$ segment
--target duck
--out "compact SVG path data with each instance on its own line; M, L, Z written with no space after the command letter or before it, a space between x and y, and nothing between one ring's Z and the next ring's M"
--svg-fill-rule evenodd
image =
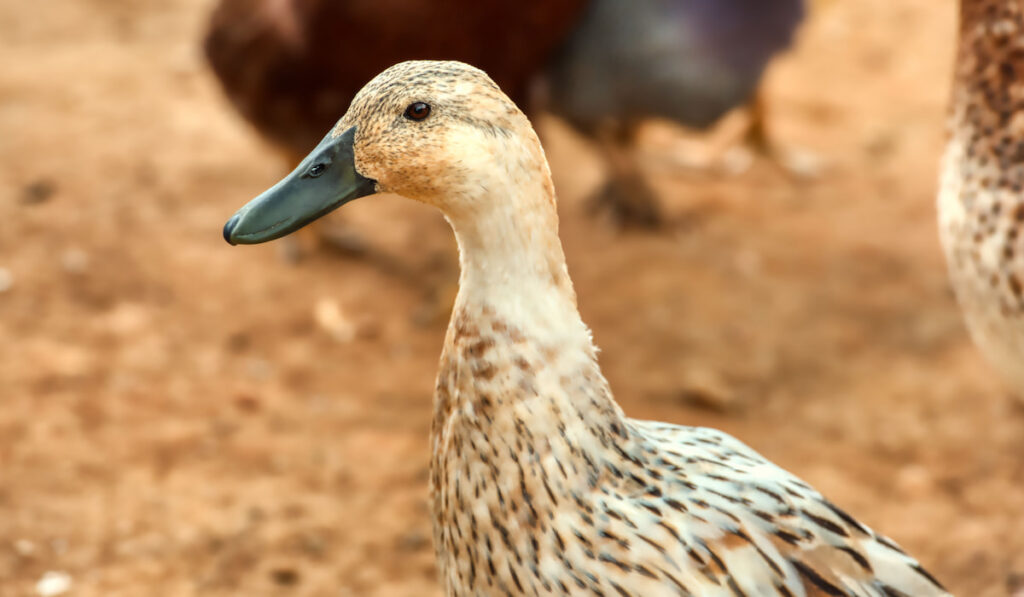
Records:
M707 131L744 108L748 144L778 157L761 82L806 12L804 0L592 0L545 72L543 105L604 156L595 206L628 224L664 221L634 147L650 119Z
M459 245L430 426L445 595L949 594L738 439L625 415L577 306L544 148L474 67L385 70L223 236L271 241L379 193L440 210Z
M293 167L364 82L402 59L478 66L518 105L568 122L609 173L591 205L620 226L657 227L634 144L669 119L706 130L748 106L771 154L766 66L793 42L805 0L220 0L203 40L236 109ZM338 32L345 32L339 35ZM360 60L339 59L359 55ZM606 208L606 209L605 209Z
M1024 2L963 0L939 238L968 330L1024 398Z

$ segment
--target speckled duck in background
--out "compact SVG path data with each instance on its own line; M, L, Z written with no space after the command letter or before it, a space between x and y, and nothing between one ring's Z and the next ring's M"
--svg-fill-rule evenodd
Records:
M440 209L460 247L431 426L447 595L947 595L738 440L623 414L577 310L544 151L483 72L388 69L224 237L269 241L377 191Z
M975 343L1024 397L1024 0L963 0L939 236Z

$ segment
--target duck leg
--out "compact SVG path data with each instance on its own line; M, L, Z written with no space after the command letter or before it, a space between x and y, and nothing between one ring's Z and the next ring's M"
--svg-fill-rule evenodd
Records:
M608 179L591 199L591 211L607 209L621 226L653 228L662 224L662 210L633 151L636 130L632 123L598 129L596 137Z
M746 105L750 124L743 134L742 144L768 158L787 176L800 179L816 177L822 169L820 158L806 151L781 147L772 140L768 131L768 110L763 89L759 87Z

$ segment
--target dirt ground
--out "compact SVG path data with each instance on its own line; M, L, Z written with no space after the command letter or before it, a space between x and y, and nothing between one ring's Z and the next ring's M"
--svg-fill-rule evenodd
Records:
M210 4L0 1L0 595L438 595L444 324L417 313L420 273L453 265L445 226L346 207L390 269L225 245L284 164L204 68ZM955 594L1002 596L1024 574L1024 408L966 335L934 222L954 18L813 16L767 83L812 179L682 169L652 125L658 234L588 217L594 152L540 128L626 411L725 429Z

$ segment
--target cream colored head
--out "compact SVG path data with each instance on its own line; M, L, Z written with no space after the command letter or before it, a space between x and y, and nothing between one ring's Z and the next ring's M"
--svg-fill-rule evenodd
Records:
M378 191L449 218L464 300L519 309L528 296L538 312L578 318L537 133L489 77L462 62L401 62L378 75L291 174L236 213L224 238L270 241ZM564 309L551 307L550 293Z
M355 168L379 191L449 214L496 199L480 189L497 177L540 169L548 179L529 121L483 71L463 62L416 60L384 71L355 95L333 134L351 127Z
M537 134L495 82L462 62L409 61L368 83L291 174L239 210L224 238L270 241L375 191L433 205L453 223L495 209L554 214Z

Direction: Rewrite the stretch from the start of the records through the line containing "M975 343L1024 397L1024 0L963 0L939 236Z", replacing "speckled" with "spotted" and changing nothing else. Leave the pictures out of your answer.

The response:
$ segment
--target duck
--out "compact SVG path data with each instance on its own line; M, L, Z written with no space after the command letter or before it, a space between x and y, and nothing between one ring's Z and the next ring's M"
--svg-fill-rule evenodd
image =
Records:
M707 131L744 108L748 144L778 157L761 82L806 12L804 0L592 0L545 72L543 105L604 156L595 206L628 224L664 221L634 147L650 119Z
M459 245L430 426L445 595L949 594L738 439L625 415L577 306L544 148L474 67L385 70L223 236L271 241L379 193L440 210Z
M293 167L364 82L402 59L478 66L518 105L568 122L609 173L591 205L620 226L657 227L634 144L669 119L706 130L748 106L771 154L766 66L793 42L805 0L220 0L203 40L236 109ZM338 32L345 32L339 35ZM360 60L339 59L359 55ZM606 208L606 209L605 209Z
M1024 2L963 0L939 238L968 330L1024 398Z

$ segment
--target spotted duck in background
--out "compact SVG path data with each instance on its own line; M, L, Z written with no space after the command letter or before it, a space between x and y, and nothing between one ring's Z and the next ring's M"
--svg-fill-rule evenodd
Records:
M440 209L460 247L431 426L447 595L947 595L738 440L623 414L577 310L544 151L483 72L388 69L224 237L269 241L377 191Z
M975 343L1024 397L1024 0L963 0L939 236Z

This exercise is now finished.